### DATI DA ELABORARE
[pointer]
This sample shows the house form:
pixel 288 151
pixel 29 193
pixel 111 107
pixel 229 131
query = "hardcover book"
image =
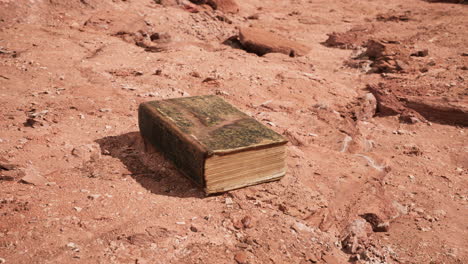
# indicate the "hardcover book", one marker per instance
pixel 213 143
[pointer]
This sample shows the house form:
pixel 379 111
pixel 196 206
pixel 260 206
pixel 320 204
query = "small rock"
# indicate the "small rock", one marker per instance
pixel 228 201
pixel 261 42
pixel 247 222
pixel 367 107
pixel 254 16
pixel 6 165
pixel 75 25
pixel 237 224
pixel 94 196
pixel 440 213
pixel 226 6
pixel 32 176
pixel 241 258
pixel 378 225
pixel 330 259
pixel 424 229
pixel 73 246
pixel 420 53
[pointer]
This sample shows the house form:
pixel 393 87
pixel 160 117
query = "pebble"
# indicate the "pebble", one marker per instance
pixel 424 229
pixel 73 246
pixel 241 258
pixel 228 201
pixel 247 222
pixel 94 196
pixel 193 228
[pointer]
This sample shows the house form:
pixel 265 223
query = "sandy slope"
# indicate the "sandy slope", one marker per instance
pixel 77 70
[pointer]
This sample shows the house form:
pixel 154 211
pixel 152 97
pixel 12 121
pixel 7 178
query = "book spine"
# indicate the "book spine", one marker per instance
pixel 186 154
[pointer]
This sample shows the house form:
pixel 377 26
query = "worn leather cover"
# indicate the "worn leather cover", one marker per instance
pixel 188 130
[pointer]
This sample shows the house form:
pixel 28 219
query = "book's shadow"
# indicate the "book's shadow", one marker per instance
pixel 149 168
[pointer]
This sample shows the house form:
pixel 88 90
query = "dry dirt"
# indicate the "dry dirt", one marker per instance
pixel 369 181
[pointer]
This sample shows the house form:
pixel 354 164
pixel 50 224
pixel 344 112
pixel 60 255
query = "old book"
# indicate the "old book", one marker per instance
pixel 213 143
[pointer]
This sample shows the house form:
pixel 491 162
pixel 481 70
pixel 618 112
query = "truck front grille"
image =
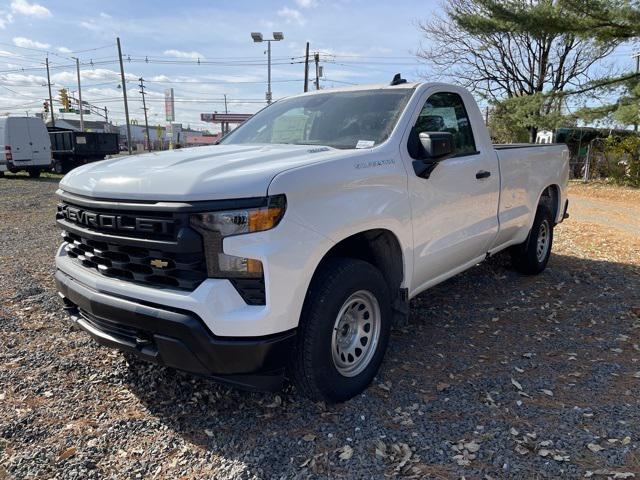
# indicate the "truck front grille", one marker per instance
pixel 137 264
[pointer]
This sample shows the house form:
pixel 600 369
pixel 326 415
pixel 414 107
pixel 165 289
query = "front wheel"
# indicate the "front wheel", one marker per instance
pixel 531 257
pixel 344 330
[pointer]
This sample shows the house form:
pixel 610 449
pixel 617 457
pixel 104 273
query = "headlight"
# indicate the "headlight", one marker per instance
pixel 215 226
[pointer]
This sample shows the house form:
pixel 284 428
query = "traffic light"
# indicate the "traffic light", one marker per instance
pixel 64 99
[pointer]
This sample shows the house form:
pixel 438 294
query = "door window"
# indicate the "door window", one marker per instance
pixel 443 112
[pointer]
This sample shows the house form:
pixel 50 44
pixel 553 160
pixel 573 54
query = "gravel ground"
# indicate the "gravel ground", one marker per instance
pixel 497 376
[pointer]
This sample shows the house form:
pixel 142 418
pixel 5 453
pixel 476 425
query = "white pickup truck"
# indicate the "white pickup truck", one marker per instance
pixel 291 248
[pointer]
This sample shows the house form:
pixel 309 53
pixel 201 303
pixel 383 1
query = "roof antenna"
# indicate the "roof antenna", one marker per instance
pixel 397 80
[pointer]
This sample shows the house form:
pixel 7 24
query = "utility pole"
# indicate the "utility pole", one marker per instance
pixel 53 119
pixel 225 125
pixel 258 38
pixel 80 95
pixel 316 57
pixel 637 57
pixel 144 107
pixel 124 94
pixel 269 73
pixel 306 69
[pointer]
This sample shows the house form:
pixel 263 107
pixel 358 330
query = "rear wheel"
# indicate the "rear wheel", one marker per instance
pixel 531 257
pixel 344 331
pixel 59 167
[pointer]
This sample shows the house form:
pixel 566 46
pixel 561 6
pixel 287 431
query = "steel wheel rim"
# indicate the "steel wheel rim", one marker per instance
pixel 355 334
pixel 544 238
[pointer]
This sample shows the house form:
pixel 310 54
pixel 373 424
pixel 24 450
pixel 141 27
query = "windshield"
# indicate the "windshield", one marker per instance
pixel 358 119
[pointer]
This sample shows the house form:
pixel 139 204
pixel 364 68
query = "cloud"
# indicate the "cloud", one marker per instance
pixel 26 43
pixel 307 3
pixel 292 16
pixel 31 9
pixel 182 54
pixel 90 26
pixel 5 18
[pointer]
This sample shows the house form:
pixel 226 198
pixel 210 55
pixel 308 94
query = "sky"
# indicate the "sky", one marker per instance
pixel 203 50
pixel 162 41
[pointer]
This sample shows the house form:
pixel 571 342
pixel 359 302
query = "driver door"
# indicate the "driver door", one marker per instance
pixel 454 210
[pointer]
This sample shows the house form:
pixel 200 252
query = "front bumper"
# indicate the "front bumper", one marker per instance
pixel 176 338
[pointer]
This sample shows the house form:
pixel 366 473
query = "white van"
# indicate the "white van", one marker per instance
pixel 24 145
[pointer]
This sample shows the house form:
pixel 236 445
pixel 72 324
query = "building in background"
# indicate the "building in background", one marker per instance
pixel 164 137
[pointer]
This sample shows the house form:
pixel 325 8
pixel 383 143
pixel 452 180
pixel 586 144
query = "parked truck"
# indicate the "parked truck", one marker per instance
pixel 25 145
pixel 71 148
pixel 291 248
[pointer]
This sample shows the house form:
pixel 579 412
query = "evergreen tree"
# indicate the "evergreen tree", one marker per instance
pixel 521 54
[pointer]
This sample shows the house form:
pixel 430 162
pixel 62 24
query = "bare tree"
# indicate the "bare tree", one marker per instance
pixel 512 58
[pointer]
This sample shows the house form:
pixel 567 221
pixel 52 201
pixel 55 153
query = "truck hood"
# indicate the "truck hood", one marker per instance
pixel 191 174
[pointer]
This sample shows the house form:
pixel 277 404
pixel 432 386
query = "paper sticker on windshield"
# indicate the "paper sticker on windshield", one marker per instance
pixel 365 143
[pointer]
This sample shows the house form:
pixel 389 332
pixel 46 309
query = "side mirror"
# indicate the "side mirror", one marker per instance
pixel 436 146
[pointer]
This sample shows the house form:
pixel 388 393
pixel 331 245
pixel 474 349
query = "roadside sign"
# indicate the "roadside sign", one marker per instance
pixel 225 117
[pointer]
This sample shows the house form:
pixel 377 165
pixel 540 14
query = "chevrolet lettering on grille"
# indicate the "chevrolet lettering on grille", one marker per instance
pixel 114 222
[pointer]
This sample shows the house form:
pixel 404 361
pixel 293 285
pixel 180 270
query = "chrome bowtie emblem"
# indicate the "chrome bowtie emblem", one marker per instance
pixel 159 263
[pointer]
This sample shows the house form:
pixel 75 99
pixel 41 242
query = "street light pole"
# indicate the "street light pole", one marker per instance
pixel 124 94
pixel 80 95
pixel 268 71
pixel 258 38
pixel 53 117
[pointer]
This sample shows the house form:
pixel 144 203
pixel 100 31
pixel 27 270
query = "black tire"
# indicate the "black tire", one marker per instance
pixel 531 257
pixel 313 367
pixel 57 167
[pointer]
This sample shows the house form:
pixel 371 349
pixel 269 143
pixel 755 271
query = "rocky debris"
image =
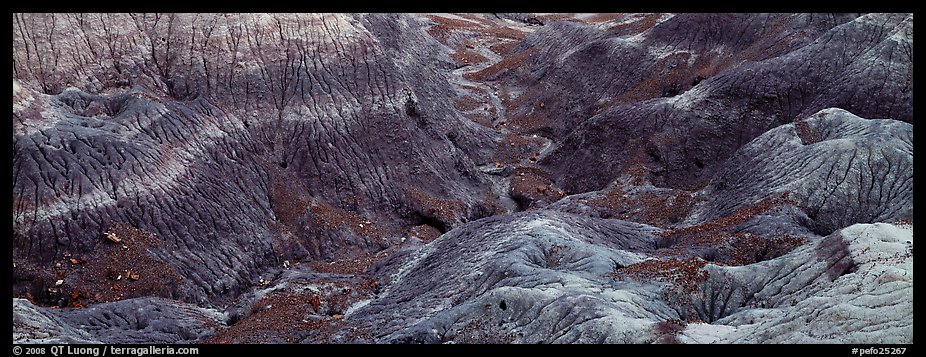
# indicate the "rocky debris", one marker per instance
pixel 215 154
pixel 343 178
pixel 833 291
pixel 140 320
pixel 758 71
pixel 859 171
pixel 519 278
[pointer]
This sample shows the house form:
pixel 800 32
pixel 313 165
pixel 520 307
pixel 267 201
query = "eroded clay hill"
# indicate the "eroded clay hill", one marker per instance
pixel 462 178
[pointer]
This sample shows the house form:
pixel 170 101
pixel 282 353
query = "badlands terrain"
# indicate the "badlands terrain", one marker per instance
pixel 462 178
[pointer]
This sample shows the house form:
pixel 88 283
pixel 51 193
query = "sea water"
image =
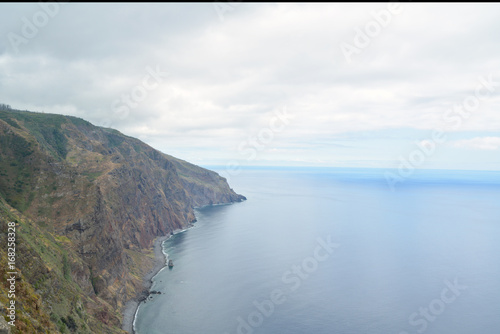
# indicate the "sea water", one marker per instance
pixel 336 251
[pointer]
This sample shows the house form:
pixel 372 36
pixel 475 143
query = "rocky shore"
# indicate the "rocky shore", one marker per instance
pixel 132 305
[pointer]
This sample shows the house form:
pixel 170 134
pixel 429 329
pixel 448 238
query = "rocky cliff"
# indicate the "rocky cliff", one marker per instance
pixel 89 203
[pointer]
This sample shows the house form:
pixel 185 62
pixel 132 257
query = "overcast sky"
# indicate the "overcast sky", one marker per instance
pixel 363 85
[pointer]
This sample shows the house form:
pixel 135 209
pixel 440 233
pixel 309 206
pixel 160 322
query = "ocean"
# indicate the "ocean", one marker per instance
pixel 336 250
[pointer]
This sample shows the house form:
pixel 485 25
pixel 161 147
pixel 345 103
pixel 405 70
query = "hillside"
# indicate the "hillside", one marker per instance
pixel 89 203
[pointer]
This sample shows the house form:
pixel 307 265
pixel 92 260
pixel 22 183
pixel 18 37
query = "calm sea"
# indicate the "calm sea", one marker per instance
pixel 337 251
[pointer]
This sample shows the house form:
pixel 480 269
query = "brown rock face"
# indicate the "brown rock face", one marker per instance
pixel 107 194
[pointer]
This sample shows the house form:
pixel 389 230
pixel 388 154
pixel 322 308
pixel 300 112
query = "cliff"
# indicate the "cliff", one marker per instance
pixel 89 203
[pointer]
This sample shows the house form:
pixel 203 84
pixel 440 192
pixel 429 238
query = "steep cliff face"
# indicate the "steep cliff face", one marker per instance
pixel 108 195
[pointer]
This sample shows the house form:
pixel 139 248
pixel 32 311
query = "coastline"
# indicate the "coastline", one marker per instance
pixel 130 309
pixel 132 306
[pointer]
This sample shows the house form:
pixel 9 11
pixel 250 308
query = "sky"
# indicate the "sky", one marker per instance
pixel 235 84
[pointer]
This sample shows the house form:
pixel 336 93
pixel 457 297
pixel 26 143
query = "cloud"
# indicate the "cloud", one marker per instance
pixel 226 78
pixel 478 143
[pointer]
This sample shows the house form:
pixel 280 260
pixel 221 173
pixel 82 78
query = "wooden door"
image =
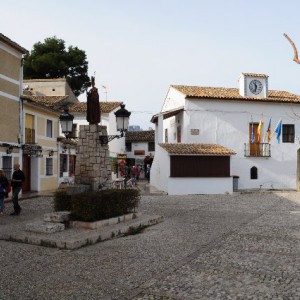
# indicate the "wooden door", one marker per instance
pixel 27 172
pixel 254 144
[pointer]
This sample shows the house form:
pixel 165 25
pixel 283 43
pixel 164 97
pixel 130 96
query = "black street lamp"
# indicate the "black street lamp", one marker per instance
pixel 122 118
pixel 66 121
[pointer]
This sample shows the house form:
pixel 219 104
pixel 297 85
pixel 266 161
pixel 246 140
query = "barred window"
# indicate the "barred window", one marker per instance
pixel 49 132
pixel 49 166
pixel 151 146
pixel 128 147
pixel 7 166
pixel 288 133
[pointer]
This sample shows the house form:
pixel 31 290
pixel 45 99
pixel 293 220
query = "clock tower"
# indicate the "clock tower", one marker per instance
pixel 253 85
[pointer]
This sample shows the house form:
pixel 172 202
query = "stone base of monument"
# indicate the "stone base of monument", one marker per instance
pixel 45 227
pixel 78 188
pixel 106 222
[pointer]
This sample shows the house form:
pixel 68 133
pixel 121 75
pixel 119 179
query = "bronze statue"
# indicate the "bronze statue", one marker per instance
pixel 93 105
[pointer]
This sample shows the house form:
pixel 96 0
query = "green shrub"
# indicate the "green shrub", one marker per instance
pixel 62 201
pixel 99 205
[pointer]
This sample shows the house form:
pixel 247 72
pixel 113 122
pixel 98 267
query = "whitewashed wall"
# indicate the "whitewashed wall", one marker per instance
pixel 227 123
pixel 185 186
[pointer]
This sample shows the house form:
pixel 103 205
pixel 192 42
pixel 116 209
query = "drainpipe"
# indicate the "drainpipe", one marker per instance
pixel 21 119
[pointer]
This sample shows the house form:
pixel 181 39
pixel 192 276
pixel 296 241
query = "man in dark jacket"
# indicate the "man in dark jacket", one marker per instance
pixel 16 183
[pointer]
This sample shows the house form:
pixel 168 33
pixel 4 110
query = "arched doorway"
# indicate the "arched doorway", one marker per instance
pixel 298 170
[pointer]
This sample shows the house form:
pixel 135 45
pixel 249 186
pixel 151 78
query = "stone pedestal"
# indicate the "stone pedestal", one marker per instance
pixel 93 166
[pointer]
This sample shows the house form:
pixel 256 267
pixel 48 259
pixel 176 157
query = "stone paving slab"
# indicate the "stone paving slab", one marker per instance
pixel 240 246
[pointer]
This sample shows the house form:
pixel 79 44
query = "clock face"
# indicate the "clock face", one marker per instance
pixel 255 87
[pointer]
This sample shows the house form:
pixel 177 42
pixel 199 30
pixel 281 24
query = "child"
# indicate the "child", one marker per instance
pixel 3 190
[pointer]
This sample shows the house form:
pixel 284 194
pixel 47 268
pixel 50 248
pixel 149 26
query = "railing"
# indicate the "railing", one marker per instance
pixel 257 150
pixel 29 136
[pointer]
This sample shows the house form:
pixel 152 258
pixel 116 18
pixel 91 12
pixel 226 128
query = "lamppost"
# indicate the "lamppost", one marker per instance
pixel 66 121
pixel 122 118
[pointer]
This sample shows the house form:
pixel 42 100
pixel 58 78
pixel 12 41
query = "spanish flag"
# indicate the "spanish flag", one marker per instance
pixel 259 129
pixel 269 131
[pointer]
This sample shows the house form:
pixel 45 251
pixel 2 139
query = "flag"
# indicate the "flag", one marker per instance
pixel 252 138
pixel 259 128
pixel 269 131
pixel 278 131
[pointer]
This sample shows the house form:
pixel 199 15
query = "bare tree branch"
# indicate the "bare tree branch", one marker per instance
pixel 296 59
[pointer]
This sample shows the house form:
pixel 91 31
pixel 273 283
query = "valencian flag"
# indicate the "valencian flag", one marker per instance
pixel 259 128
pixel 252 139
pixel 269 131
pixel 278 131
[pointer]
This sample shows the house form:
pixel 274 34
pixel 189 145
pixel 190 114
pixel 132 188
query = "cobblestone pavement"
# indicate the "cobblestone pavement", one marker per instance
pixel 241 246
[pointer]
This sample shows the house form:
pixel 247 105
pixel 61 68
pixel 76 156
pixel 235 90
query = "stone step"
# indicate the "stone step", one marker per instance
pixel 45 227
pixel 57 217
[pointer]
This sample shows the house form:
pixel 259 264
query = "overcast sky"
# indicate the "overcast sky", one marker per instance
pixel 138 48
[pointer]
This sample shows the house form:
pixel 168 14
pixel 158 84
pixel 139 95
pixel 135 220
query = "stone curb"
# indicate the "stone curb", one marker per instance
pixel 86 237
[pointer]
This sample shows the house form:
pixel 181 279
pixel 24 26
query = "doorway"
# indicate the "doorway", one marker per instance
pixel 26 187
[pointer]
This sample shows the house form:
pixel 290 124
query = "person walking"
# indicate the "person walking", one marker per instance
pixel 3 190
pixel 18 178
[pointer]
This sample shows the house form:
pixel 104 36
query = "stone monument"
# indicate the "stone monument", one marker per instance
pixel 93 166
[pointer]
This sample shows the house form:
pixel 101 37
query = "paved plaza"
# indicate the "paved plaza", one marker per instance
pixel 240 246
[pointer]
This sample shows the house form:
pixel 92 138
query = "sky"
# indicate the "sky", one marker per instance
pixel 138 48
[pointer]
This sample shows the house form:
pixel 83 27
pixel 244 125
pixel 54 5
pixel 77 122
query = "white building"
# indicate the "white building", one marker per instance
pixel 210 118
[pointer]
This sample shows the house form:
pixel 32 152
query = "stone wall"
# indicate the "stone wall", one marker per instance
pixel 93 166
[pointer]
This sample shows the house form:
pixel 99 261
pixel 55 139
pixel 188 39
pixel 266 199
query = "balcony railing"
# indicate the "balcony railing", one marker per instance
pixel 29 136
pixel 257 150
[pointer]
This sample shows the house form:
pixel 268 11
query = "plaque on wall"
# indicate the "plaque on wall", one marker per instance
pixel 139 152
pixel 194 131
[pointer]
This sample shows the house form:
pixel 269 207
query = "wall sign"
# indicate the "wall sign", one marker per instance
pixel 194 131
pixel 139 152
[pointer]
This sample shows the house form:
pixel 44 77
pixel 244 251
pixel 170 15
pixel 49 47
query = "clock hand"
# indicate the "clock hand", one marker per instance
pixel 296 59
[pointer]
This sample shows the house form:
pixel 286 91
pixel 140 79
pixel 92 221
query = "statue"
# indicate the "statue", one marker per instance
pixel 93 105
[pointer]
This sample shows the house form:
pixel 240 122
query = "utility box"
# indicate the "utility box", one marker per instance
pixel 235 183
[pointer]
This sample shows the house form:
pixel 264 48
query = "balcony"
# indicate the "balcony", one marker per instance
pixel 29 136
pixel 257 150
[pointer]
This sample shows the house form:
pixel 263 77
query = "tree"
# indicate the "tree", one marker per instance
pixel 51 60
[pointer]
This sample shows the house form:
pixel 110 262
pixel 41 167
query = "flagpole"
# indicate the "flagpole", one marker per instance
pixel 275 128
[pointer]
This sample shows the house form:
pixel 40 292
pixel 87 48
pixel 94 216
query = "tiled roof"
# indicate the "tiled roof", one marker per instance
pixel 255 75
pixel 196 149
pixel 233 94
pixel 44 80
pixel 140 136
pixel 13 44
pixel 105 107
pixel 46 101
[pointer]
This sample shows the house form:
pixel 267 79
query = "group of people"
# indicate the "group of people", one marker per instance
pixel 16 181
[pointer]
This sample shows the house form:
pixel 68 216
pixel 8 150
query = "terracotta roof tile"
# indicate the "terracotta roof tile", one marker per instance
pixel 233 94
pixel 13 44
pixel 47 101
pixel 105 107
pixel 140 136
pixel 196 149
pixel 255 75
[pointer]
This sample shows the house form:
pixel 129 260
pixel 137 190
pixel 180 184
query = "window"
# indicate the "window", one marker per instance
pixel 200 166
pixel 151 146
pixel 7 166
pixel 49 128
pixel 63 164
pixel 74 131
pixel 72 162
pixel 288 133
pixel 253 173
pixel 128 147
pixel 49 166
pixel 166 135
pixel 29 129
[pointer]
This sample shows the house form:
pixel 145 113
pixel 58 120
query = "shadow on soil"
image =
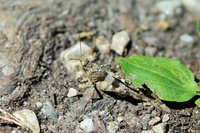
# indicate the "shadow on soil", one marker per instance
pixel 127 98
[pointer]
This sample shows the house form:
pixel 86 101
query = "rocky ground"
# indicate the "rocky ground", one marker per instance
pixel 37 76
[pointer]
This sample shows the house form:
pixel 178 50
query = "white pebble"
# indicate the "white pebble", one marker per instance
pixel 71 57
pixel 72 92
pixel 165 118
pixel 168 7
pixel 29 119
pixel 39 104
pixel 160 128
pixel 147 131
pixel 87 125
pixel 112 126
pixel 186 38
pixel 103 45
pixel 120 41
pixel 154 121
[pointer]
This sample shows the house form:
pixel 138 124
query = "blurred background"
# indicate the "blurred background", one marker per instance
pixel 34 33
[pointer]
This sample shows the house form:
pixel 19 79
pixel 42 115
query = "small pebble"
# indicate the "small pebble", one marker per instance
pixel 87 125
pixel 154 121
pixel 150 51
pixel 163 25
pixel 186 38
pixel 165 118
pixel 71 56
pixel 147 131
pixel 72 92
pixel 120 41
pixel 112 126
pixel 103 45
pixel 119 119
pixel 168 7
pixel 49 111
pixel 160 128
pixel 192 6
pixel 29 119
pixel 38 104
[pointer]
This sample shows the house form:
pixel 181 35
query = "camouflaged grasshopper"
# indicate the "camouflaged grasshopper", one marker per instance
pixel 102 80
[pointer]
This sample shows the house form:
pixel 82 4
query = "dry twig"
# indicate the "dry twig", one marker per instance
pixel 10 118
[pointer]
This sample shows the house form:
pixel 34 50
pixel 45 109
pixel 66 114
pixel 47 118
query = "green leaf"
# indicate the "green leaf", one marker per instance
pixel 198 27
pixel 168 78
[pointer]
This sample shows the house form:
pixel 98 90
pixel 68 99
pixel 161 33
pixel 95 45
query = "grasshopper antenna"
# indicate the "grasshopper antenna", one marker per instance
pixel 80 46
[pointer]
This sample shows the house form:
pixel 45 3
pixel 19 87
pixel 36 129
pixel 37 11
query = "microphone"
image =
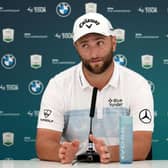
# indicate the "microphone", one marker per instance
pixel 90 155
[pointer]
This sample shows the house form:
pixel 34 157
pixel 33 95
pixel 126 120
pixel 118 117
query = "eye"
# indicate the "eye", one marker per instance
pixel 84 45
pixel 100 43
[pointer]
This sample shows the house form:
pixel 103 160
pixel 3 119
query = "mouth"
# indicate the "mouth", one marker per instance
pixel 96 60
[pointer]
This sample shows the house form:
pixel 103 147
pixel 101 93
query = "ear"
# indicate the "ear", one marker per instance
pixel 114 43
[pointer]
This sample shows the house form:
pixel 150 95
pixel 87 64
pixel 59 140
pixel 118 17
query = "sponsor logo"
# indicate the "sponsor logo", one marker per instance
pixel 35 87
pixel 145 116
pixel 47 113
pixel 142 36
pixel 63 9
pixel 8 61
pixel 147 61
pixel 35 61
pixel 120 59
pixel 9 87
pixel 8 35
pixel 113 10
pixel 115 102
pixel 56 61
pixel 8 138
pixel 4 114
pixel 37 9
pixel 33 113
pixel 148 10
pixel 88 23
pixel 90 7
pixel 63 35
pixel 34 36
pixel 28 139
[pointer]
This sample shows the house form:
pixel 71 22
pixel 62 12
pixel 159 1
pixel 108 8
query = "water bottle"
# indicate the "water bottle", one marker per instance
pixel 126 139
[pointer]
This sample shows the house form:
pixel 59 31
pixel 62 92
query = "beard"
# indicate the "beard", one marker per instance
pixel 98 68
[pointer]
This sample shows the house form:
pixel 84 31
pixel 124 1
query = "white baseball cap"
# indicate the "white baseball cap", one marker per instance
pixel 91 23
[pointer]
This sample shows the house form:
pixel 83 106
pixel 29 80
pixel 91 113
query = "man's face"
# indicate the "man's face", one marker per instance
pixel 95 51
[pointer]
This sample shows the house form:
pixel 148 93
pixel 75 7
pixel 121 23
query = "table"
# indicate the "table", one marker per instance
pixel 46 164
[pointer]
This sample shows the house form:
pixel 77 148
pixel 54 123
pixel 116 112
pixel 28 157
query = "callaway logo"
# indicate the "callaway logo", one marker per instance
pixel 88 23
pixel 47 113
pixel 145 116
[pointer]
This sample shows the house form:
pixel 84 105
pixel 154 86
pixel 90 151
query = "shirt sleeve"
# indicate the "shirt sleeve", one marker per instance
pixel 51 115
pixel 142 108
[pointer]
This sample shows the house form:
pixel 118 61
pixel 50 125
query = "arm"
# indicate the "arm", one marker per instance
pixel 141 147
pixel 48 146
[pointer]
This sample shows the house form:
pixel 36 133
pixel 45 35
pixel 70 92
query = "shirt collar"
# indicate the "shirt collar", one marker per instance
pixel 114 81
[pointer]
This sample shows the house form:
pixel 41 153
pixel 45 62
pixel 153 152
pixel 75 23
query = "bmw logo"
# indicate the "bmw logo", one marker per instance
pixel 152 85
pixel 120 59
pixel 63 9
pixel 8 61
pixel 36 87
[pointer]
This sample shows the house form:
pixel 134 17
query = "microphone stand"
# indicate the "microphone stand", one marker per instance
pixel 90 155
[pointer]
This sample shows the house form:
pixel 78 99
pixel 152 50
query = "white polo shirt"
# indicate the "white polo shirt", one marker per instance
pixel 65 105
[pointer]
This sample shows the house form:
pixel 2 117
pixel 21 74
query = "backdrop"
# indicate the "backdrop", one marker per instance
pixel 36 44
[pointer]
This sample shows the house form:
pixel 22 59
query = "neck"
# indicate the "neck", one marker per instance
pixel 99 80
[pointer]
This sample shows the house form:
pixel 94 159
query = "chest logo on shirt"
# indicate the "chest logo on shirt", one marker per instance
pixel 145 116
pixel 115 102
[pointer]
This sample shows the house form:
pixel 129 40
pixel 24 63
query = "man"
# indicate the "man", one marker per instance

### RICHIESTA
Raccogli dai dati qui sopra tutte le righe in cui compare la parola "curb" e riportale una per riga.

### RISPOSTA ALL'ESERCIZIO
query = "stone curb"
# indicate the "stone curb", one marker per instance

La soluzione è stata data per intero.